╭──

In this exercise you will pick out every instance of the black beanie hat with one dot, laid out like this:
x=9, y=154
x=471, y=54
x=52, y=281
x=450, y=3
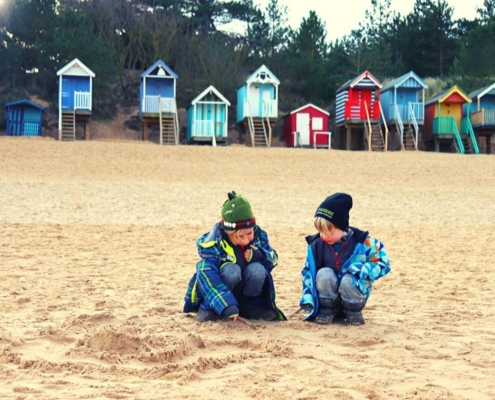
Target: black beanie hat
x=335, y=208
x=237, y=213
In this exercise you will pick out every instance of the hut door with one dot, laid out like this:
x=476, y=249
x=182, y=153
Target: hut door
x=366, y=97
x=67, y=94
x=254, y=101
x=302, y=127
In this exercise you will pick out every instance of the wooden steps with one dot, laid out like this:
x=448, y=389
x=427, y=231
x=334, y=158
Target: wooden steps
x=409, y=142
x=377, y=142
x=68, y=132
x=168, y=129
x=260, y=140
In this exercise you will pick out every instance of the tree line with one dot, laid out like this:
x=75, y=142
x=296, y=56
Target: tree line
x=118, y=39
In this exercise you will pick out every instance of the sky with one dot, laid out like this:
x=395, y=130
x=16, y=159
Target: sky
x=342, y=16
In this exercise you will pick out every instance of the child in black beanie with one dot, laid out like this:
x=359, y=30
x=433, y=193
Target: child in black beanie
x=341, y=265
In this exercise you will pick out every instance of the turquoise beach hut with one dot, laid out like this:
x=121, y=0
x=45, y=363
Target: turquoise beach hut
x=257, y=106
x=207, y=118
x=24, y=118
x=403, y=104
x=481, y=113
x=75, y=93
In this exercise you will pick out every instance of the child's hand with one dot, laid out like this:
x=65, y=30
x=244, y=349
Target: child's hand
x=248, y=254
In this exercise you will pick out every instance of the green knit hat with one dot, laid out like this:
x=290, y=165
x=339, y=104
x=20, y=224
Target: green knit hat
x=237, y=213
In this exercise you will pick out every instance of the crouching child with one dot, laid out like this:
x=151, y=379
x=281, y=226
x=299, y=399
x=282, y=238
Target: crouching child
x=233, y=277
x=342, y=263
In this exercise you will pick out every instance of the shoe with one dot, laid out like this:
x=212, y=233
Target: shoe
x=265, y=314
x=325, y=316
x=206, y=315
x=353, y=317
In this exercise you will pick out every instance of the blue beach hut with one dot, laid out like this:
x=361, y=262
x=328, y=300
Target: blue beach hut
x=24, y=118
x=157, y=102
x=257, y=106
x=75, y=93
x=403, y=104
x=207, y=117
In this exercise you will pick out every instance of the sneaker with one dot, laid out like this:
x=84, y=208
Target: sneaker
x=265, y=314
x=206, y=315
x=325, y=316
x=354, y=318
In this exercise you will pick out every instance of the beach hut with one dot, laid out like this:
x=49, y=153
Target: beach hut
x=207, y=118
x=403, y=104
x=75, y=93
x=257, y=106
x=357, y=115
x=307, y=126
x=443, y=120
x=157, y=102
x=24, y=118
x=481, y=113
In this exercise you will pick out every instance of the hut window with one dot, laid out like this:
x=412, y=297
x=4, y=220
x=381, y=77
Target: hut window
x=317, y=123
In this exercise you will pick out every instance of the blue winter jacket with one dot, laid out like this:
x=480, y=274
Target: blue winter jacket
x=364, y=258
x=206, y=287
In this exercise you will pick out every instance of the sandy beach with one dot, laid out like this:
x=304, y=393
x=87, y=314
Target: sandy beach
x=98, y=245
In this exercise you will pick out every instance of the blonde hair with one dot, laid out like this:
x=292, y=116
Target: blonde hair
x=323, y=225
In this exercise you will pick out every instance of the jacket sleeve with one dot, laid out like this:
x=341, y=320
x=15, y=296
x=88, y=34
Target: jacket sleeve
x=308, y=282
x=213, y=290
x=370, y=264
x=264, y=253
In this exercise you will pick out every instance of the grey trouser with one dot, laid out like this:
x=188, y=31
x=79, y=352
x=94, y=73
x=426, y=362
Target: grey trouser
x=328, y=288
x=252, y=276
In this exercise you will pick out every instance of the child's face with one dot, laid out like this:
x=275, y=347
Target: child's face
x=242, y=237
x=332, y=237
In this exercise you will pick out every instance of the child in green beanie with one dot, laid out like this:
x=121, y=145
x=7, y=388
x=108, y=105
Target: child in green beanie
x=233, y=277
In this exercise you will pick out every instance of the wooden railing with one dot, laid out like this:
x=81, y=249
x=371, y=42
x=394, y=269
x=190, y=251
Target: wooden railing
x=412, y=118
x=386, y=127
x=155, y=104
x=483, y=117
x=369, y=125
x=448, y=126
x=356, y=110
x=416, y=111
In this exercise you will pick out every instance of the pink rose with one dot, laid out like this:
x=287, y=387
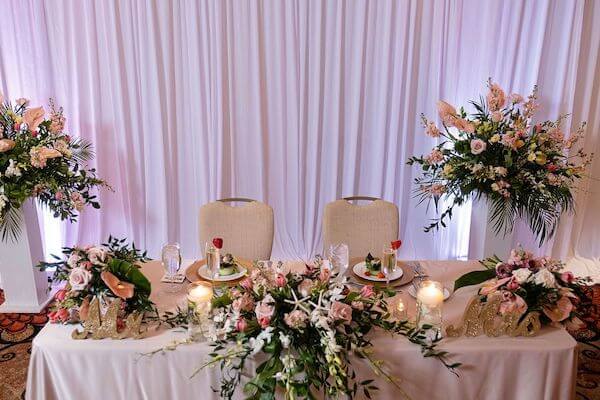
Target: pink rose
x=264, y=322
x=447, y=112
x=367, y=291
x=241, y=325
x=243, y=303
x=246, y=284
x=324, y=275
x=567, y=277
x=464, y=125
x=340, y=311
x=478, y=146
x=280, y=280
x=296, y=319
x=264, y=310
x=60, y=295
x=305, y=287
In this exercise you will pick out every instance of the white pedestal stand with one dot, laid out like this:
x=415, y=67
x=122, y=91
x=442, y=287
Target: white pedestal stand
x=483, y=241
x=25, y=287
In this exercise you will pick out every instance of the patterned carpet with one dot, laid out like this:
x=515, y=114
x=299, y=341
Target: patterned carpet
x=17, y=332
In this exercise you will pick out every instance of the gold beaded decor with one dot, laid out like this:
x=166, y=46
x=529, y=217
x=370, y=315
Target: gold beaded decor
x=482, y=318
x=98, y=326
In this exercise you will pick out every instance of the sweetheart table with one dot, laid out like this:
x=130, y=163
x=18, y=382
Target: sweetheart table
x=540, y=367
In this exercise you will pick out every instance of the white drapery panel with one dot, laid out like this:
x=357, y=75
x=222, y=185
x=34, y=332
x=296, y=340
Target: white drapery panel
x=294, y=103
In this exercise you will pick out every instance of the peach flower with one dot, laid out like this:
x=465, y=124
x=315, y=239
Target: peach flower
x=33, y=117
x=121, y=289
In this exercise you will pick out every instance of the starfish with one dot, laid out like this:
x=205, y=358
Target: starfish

╰──

▶ EXERCISE DIRECTIONS
Format every line of the records above as a Markdown table with the columns Row and Line, numbering the rows in order and skipping blank lines. Leave the pictures out.

▶ ANSWER TO THIS PROBLEM
| Row | Line |
|---|---|
| 1 | In this exercise you will pick out every instance of the black beanie hat with one dot, laid out like this: |
| 2 | x=9, y=154 |
| 3 | x=471, y=54 |
| 4 | x=52, y=281 |
| 5 | x=450, y=3 |
| 6 | Target: black beanie hat |
| 7 | x=335, y=208 |
| 8 | x=237, y=213 |
| 9 | In this exercise you will pick out every instance of the hut door with one dot, laid out like this: |
| 10 | x=476, y=249 |
| 11 | x=182, y=153 |
| 12 | Target: hut door |
| 13 | x=366, y=97 |
| 14 | x=67, y=94 |
| 15 | x=254, y=101 |
| 16 | x=302, y=127 |
| 17 | In this exercise you will pick out every instance of the wooden steps with one dot, laid out like this: |
| 18 | x=448, y=389 |
| 19 | x=427, y=231 |
| 20 | x=334, y=158 |
| 21 | Target: wooden steps |
| 22 | x=409, y=142 |
| 23 | x=377, y=142 |
| 24 | x=68, y=132 |
| 25 | x=168, y=129 |
| 26 | x=260, y=140 |
| 27 | In this exercise you will pick out every instance of the tree line with one dot, laid out like this: |
| 28 | x=75, y=142 |
| 29 | x=296, y=56 |
| 30 | Target: tree line |
| 31 | x=118, y=39 |
| 32 | In this exercise you will pick out every instance of the sky with one dot, laid out like this: |
| 33 | x=395, y=130 |
| 34 | x=16, y=159 |
| 35 | Target: sky |
| 36 | x=342, y=16 |
| 37 | In this exercise you will pick out every instance of the child in black beanie with one dot, laid out like this: |
| 38 | x=359, y=30 |
| 39 | x=433, y=193 |
| 40 | Target: child in black beanie |
| 41 | x=341, y=265 |
| 42 | In this exercise you will pick out every instance of the turquoise beach hut with one dot, laid out like this: |
| 43 | x=121, y=0 |
| 44 | x=45, y=363 |
| 45 | Target: turquoise beach hut |
| 46 | x=257, y=106 |
| 47 | x=207, y=118 |
| 48 | x=24, y=118 |
| 49 | x=403, y=104 |
| 50 | x=481, y=113 |
| 51 | x=75, y=93 |
| 52 | In this exercise you will pick out every instance of the child's hand with one dot, laid out like this: |
| 53 | x=65, y=30 |
| 54 | x=244, y=349 |
| 55 | Target: child's hand |
| 56 | x=248, y=254 |
| 57 | In this exercise you will pick out every instance of the green knit hat with one dot, laid out like this: |
| 58 | x=290, y=165 |
| 59 | x=339, y=104 |
| 60 | x=20, y=224 |
| 61 | Target: green knit hat |
| 62 | x=237, y=213 |
| 63 | In this exercise you will pick out every instance of the crouching child with one dot, laid out like this: |
| 64 | x=151, y=379 |
| 65 | x=281, y=226 |
| 66 | x=299, y=399 |
| 67 | x=282, y=238 |
| 68 | Target: crouching child |
| 69 | x=233, y=277 |
| 70 | x=342, y=263 |
| 71 | In this exercise you will pick out every instance of the shoe with one dot, laid out like this: |
| 72 | x=212, y=233 |
| 73 | Target: shoe |
| 74 | x=265, y=314 |
| 75 | x=325, y=316 |
| 76 | x=206, y=315 |
| 77 | x=353, y=317 |
| 78 | In this exercise you will pick out every instance of the blue beach hut with one dot, laid out like this: |
| 79 | x=361, y=262 |
| 80 | x=328, y=300 |
| 81 | Target: blue beach hut |
| 82 | x=24, y=118 |
| 83 | x=157, y=102 |
| 84 | x=257, y=106 |
| 85 | x=75, y=93 |
| 86 | x=403, y=104 |
| 87 | x=207, y=117 |
| 88 | In this exercise you will pick out every instance of the sneaker with one dot, laid out like this: |
| 89 | x=84, y=208 |
| 90 | Target: sneaker |
| 91 | x=265, y=314 |
| 92 | x=206, y=315 |
| 93 | x=325, y=316 |
| 94 | x=354, y=318 |
| 95 | In this exercise you will pick out every instance of the beach hut with one dot, laid out like this: |
| 96 | x=49, y=153 |
| 97 | Target: beach hut |
| 98 | x=207, y=118 |
| 99 | x=403, y=104 |
| 100 | x=75, y=93 |
| 101 | x=257, y=106 |
| 102 | x=357, y=115 |
| 103 | x=307, y=126 |
| 104 | x=443, y=120 |
| 105 | x=157, y=102 |
| 106 | x=24, y=118 |
| 107 | x=481, y=113 |
| 108 | In this exercise you will pick out every instance of the hut window with one dot, laid out like this: |
| 109 | x=412, y=297 |
| 110 | x=4, y=220 |
| 111 | x=381, y=77 |
| 112 | Target: hut window |
| 113 | x=317, y=123 |
| 114 | In this exercise you will pick out every instance of the blue winter jacket with one dot, laid out like this: |
| 115 | x=480, y=274 |
| 116 | Target: blue winter jacket |
| 117 | x=364, y=258 |
| 118 | x=206, y=287 |
| 119 | In this exercise you will pick out every instance of the sandy beach with one dot, laid out like this: |
| 120 | x=304, y=393 |
| 121 | x=87, y=314 |
| 122 | Target: sandy beach |
| 123 | x=98, y=245 |
| 124 | In this exercise you will pick out every instance of the blonde hair with one dot, laid out like this: |
| 125 | x=292, y=116 |
| 126 | Target: blonde hair |
| 127 | x=323, y=225 |
| 128 | In this exercise you will pick out every instance of the jacket sleeve with one dot, laid out like this: |
| 129 | x=341, y=320 |
| 130 | x=15, y=296 |
| 131 | x=88, y=34 |
| 132 | Target: jacket sleeve |
| 133 | x=308, y=282 |
| 134 | x=213, y=290 |
| 135 | x=370, y=264 |
| 136 | x=264, y=253 |
| 137 | In this exercise you will pick out every instance of the grey trouser with one dot, laid out like this: |
| 138 | x=188, y=31 |
| 139 | x=79, y=352 |
| 140 | x=94, y=73 |
| 141 | x=426, y=362 |
| 142 | Target: grey trouser |
| 143 | x=328, y=288 |
| 144 | x=252, y=276 |
| 145 | In this exercise you will pick out every instance of the child's face with one dot, laid out like this: |
| 146 | x=275, y=347 |
| 147 | Target: child's face |
| 148 | x=242, y=237 |
| 149 | x=332, y=237 |
| 150 | In this exercise you will pick out every instance of the child in green beanie with one dot, laid out like this: |
| 151 | x=121, y=145 |
| 152 | x=7, y=388 |
| 153 | x=108, y=105 |
| 154 | Target: child in green beanie |
| 155 | x=233, y=277 |
| 156 | In this exercise you will pick out every instance of the wooden railing with one dot, laid out like this: |
| 157 | x=81, y=249 |
| 158 | x=371, y=42 |
| 159 | x=394, y=269 |
| 160 | x=190, y=251 |
| 161 | Target: wooden railing |
| 162 | x=412, y=118 |
| 163 | x=386, y=127 |
| 164 | x=155, y=104 |
| 165 | x=483, y=117 |
| 166 | x=369, y=125 |
| 167 | x=448, y=126 |
| 168 | x=356, y=110 |
| 169 | x=416, y=111 |
| 170 | In this exercise you will pick out every instance of the pink rose with one dot, laid out like this: |
| 171 | x=287, y=387 |
| 172 | Target: pink rose |
| 173 | x=264, y=322 |
| 174 | x=447, y=112 |
| 175 | x=367, y=291 |
| 176 | x=241, y=325 |
| 177 | x=243, y=303 |
| 178 | x=246, y=284 |
| 179 | x=324, y=275 |
| 180 | x=567, y=277 |
| 181 | x=464, y=125 |
| 182 | x=340, y=311 |
| 183 | x=478, y=146 |
| 184 | x=280, y=280 |
| 185 | x=296, y=319 |
| 186 | x=264, y=310 |
| 187 | x=60, y=295 |
| 188 | x=305, y=287 |
| 189 | In this exercise you will pick out every instance of the white pedestal stand with one dot, laid out like this: |
| 190 | x=415, y=67 |
| 191 | x=122, y=91 |
| 192 | x=442, y=287 |
| 193 | Target: white pedestal stand |
| 194 | x=483, y=241 |
| 195 | x=25, y=287 |
| 196 | In this exercise you will pick out every instance of the patterned carpet with one dot, laid out like this: |
| 197 | x=515, y=114 |
| 198 | x=299, y=341 |
| 199 | Target: patterned carpet |
| 200 | x=17, y=332 |
| 201 | In this exercise you will pick out every instance of the gold beaded decor with one dot, laid out like this: |
| 202 | x=166, y=46 |
| 203 | x=529, y=217 |
| 204 | x=370, y=315 |
| 205 | Target: gold beaded decor |
| 206 | x=482, y=318 |
| 207 | x=98, y=326 |
| 208 | In this exercise you will pick out every instance of the sweetheart table with one dot, laid out like this: |
| 209 | x=130, y=163 |
| 210 | x=18, y=382 |
| 211 | Target: sweetheart table |
| 212 | x=540, y=367 |
| 213 | In this exercise you will pick out every instance of the white drapery panel with one dot, laid out like this: |
| 214 | x=357, y=75 |
| 215 | x=222, y=185 |
| 216 | x=34, y=332 |
| 217 | x=296, y=340 |
| 218 | Target: white drapery panel |
| 219 | x=294, y=103 |
| 220 | In this exercise you will pick out every instance of the peach flower with one dot, laid out like this: |
| 221 | x=465, y=124 |
| 222 | x=315, y=239 |
| 223 | Target: peach flower |
| 224 | x=33, y=117 |
| 225 | x=121, y=289 |
| 226 | In this exercise you will pick out every instance of the starfish with one dot, laid out like this: |
| 227 | x=205, y=358 |
| 228 | Target: starfish |